Page text —
<<<<

   Not that he had much chance. Dinges received his undergraduate degree from Benedictine College, a modest-sized liberal-arts college on the cliffs overlooking the Missouri River in Atchison, Kansas, about 350 miles east of his home in western Kansas -- which "seemed quite far at the time." Academics were strongly emphasized by the Benedictine monks and "civilian" Ph.D.s who made up the faculty, and it was during those years, Dinges says, that he developed "an intense fascination with psychology, biology, philosophy and mathematics" -- majoring in the first, and minoring in the other three (a course load of 20-24 credits a semester).
   From the age of about 10, Dinges remembers wanting to grow up to be a scientist. "For some reason, I always had a sense that this is what I would do," he says. "It must have come from books or television or great teachers, because where I grew up there were no scientists that I knew. However, my parents stressed the importance and value of education, and the Catholic schools I attended rewarded academic rigor."
   Graduate study in experimental psychology at Saint Louis University -- another 350 miles to the east -- led to Dinges' "obsession with sleep." He studied with Professor Donald Tepas, "a first-rate physiological psychologist," in whose laboratory he undertook his first research involving sleep and the brain, and also worked four summers as the research assistant to Dr. Hallowell Davis at Central Institute for the Deaf and Washington University School of Medicine. "The late Hallowell Davis was among the most inspiring and decent human beings I have had the privilege of knowing and working with. He was internationally renowned for many discoveries and was among a small group of investigators who first recorded the human EEG from scalp electrodes in the 1930s, reporting the first evidence of systematic EEG changes when people went to sleep," Dinges recalls. "The sleep research I performed with Hal Davis while in graduate school served to cement my interest in the topic. Both Professor Davis and Professor Tepas set me on the course I pursue to this day."
   Dinges' first post-graduate position was at George Washington University in Washington (completing his phased move to the East Coast), where he set up and operated an EEG laboratory to study infants born to mothers being treated with methadone, under a federally funded grant to determine if methadone was more harmful to infant brain development than street drugs. During this study, Dinges discovered that "the sleep EEG was a far more sensitive marker of drug effects and developmental alterations in brain function" than the evoked brain response measures he had initially intended to use. "Thus, my first 'real' scientific challenge as a Ph.D. resulted in my turning to sleep physiology as the primary focus of investigation," he says, the results of which were published in the journal Science in 1980.

>>>>

Required actions —
(1) According to the Dinges profile, in which journal were the results of his methadone study published in 1980?
(2) Translate this sentence from the Dinges profile into Spanish: "From the age of about 10, Dinges remembers wanting to grow up to be a scientist."
(3) Write out the part of the Dinges profile that opens with the words containing "Not that he" and closes with "credits a semester).".

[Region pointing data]
<<<<

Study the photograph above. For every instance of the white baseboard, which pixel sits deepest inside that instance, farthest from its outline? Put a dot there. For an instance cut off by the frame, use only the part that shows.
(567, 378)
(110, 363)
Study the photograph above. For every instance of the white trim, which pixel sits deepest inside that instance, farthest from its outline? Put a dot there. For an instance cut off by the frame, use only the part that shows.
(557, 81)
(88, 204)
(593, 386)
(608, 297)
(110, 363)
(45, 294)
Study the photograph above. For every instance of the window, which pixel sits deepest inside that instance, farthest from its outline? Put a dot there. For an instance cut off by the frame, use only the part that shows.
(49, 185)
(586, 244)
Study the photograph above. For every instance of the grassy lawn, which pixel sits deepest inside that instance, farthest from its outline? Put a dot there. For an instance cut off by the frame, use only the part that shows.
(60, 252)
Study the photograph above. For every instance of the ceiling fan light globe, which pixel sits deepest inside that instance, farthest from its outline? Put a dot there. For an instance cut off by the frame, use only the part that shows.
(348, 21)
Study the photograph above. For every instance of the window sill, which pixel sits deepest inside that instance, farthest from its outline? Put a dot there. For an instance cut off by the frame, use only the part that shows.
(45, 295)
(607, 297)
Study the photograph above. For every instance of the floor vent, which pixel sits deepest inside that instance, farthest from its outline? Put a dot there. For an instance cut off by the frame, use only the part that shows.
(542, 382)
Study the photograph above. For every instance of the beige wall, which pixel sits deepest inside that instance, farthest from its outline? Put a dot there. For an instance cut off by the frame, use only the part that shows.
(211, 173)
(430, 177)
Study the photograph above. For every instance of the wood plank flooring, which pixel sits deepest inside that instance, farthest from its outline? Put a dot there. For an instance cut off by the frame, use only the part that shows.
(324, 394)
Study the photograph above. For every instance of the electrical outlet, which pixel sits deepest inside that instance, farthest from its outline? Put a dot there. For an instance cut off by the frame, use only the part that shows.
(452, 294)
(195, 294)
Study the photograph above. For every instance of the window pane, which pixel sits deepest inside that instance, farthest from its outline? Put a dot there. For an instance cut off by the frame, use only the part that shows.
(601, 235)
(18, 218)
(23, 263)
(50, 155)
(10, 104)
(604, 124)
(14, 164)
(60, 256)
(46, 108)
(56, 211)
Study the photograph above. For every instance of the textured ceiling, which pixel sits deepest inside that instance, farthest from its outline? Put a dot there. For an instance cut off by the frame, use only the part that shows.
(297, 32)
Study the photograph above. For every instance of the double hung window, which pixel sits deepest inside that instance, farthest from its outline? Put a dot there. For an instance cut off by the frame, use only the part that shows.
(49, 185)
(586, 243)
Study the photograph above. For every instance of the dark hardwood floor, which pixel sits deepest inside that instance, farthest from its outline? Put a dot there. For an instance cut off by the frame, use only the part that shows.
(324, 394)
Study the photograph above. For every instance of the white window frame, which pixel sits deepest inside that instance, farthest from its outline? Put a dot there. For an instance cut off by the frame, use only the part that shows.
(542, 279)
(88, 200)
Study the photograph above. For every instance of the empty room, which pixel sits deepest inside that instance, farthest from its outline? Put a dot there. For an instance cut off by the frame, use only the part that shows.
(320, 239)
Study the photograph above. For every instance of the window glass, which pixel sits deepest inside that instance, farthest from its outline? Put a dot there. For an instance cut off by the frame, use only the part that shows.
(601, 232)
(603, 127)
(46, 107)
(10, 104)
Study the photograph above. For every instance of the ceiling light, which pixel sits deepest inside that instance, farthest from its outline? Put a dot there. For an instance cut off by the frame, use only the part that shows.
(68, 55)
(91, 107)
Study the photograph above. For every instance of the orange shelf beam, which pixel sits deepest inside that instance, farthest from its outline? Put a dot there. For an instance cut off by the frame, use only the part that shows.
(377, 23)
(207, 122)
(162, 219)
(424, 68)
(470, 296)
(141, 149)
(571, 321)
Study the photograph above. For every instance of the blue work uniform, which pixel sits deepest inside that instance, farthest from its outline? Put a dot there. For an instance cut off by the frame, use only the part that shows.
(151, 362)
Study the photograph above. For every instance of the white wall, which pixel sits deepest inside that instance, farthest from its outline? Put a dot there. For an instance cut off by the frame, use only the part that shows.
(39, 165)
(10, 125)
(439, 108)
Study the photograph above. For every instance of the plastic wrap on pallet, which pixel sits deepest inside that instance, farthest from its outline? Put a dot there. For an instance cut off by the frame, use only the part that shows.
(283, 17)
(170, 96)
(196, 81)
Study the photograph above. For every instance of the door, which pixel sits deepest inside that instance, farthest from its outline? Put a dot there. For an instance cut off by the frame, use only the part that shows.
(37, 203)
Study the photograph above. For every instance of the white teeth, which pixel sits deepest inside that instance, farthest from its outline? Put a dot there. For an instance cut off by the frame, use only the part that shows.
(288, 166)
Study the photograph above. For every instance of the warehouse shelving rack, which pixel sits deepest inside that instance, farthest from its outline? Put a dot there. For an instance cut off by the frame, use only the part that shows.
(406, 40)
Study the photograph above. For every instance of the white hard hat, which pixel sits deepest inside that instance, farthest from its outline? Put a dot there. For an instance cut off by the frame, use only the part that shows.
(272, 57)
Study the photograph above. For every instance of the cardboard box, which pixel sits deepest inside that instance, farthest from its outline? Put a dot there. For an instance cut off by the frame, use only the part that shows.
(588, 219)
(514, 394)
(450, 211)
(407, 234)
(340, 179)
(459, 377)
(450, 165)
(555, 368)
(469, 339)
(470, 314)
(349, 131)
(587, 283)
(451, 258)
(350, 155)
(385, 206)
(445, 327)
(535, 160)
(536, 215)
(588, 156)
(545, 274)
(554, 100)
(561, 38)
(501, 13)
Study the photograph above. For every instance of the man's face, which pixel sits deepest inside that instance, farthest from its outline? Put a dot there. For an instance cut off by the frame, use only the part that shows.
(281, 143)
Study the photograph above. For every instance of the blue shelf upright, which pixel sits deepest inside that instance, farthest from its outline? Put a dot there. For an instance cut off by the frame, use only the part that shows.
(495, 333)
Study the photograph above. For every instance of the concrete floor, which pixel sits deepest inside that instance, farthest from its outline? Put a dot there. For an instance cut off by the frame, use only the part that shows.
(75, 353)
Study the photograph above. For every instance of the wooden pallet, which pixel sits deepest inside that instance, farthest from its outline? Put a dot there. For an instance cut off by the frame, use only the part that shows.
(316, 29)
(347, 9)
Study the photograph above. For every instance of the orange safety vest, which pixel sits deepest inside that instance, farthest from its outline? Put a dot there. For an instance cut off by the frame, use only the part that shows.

>>>>

Task-by-task outputs —
(1) Science

(2) Desde los 10 años aproximadamente, Dinges recuerda que quería ser científico de mayor.

(3)
Not that he had much chance. Dinges received his undergraduate degree from Benedictine College, a modest-sized liberal-arts college on the cliffs overlooking the Missouri River in Atchison, Kansas, about 350 miles east of his home in western Kansas -- which "seemed quite far at the time." Academics were strongly emphasized by the Benedictine monks and "civilian" Ph.D.s who made up the faculty, and it was during those years, Dinges says, that he developed "an intense fascination with psychology, biology, philosophy and mathematics" -- majoring in the first, and minoring in the other three (a course load of 20-24 credits a semester).